[What to produce] Using the text on events shaping elections, state whether each statement agrees with it, answering yes or no and quoting the deciding words: (a) the Macmillan story was told four years and one week earlier; (b) the terrorist attack took place at the United Airlines counter at the Brussels airport; (c) James Bullard predicts that the unemployment rate could soon reach 30 percent.

[Provided text]
Four years and one week ago, reporting on Decision 2016, I told a possibly apocryphal story about British prime minister Harold Macmillan. As the story goes, shortly after his election a reporter asked him what might cause his agenda to go off the rails. As legend has it, Macmillan replied, “Events, dear boy. Events.”
That story four years ago was driven by the news of a terrorist attack at the American Airlines counter at the Brussels airport. The premise of that report was that events were shaping the 2016 election and doing so in a way that favored Donald Trump.
Events this cycle are much closer to home than the terrorist attacks that were plaguing Europe. The COVID-19 outbreak is emerging as what might prove to be the biggest story of a century that’s not yet old enough to legally buy a drink. Freedoms we take for granted in America been curtailed to a degree that no one would have thought possible as recently as a month ago. The economy has been decimated. James Bullard, the president of the Federal Reserve Bank of St. Louis, predicts that the unemployment rate – only recently at its lowest levels in history – could soon reach 30 percent.

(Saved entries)

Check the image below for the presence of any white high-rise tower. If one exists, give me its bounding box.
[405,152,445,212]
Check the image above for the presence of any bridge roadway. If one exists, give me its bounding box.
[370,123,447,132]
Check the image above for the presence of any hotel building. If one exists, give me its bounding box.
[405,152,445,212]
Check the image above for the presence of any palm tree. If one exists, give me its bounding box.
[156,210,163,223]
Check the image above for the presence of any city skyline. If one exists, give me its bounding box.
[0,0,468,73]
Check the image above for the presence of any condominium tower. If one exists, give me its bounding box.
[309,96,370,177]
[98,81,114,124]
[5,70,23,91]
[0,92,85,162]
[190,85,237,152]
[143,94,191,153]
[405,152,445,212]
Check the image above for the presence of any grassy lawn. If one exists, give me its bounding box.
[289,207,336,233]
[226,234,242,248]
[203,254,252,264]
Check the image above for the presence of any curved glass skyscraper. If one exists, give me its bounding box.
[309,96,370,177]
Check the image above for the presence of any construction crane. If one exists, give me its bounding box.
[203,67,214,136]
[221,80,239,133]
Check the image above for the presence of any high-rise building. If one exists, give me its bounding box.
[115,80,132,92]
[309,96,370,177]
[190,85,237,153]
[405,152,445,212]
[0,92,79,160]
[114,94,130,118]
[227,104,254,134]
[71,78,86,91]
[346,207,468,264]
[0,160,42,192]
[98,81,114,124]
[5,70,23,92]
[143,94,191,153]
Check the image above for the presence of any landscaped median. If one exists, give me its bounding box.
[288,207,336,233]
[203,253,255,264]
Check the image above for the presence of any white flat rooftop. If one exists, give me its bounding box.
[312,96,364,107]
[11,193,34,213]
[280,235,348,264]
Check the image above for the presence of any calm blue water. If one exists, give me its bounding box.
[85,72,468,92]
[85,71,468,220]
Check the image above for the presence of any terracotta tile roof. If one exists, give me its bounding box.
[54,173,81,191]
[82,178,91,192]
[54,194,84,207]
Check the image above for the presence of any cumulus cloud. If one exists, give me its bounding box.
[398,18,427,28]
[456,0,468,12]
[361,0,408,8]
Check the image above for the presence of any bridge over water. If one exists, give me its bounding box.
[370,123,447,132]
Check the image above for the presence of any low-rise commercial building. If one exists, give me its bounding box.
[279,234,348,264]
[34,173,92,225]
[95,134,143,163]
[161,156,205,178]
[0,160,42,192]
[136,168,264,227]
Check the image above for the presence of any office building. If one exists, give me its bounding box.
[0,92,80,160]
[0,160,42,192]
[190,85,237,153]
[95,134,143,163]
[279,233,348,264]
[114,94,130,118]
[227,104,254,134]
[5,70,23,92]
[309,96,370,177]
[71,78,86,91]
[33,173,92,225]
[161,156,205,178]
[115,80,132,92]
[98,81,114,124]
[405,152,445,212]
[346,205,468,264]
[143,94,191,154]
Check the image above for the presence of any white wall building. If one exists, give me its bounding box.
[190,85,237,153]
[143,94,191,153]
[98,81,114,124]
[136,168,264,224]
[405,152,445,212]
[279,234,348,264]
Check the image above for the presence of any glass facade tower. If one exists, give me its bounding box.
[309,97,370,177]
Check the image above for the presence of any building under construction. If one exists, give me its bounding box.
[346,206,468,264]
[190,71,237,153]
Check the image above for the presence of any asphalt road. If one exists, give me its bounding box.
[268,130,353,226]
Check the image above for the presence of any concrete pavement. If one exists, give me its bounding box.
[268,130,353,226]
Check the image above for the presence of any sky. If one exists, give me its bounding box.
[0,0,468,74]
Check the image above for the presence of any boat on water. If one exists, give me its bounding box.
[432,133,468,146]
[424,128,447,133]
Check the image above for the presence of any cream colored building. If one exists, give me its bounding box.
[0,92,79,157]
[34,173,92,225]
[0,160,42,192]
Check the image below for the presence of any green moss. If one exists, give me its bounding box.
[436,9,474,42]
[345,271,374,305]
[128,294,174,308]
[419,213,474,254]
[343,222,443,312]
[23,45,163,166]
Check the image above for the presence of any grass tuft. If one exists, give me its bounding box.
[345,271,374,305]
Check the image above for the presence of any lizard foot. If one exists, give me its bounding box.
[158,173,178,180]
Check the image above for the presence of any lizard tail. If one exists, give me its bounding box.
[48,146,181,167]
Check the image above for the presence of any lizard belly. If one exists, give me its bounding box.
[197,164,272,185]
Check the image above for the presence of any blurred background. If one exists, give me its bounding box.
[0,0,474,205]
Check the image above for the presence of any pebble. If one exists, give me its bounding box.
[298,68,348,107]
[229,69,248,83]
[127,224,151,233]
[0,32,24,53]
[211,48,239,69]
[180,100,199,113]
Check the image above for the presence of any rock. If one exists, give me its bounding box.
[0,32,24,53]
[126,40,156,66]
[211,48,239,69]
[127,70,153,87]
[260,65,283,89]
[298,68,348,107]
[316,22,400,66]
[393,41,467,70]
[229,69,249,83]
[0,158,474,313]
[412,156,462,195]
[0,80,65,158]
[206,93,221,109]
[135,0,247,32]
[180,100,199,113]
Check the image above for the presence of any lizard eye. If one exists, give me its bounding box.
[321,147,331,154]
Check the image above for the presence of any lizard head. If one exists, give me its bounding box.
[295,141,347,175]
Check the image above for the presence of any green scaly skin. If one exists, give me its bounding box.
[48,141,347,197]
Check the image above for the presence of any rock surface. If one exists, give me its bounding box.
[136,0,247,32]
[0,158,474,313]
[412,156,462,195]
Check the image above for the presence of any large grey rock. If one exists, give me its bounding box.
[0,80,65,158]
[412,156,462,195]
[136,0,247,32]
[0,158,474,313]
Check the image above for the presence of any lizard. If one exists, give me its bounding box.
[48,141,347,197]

[The completed task]
(a) Yes: "Four years and one week ago, reporting on Decision 2016, I told a possibly apocryphal story about British prime minister Harold Macmillan."
(b) No: "a terrorist attack at the American Airlines counter at the Brussels airport."
(c) Yes: "James Bullard, the president of the Federal Reserve Bank of St. Louis, predicts that the unemployment rate – only recently at its lowest levels in history – could soon reach 30 percent."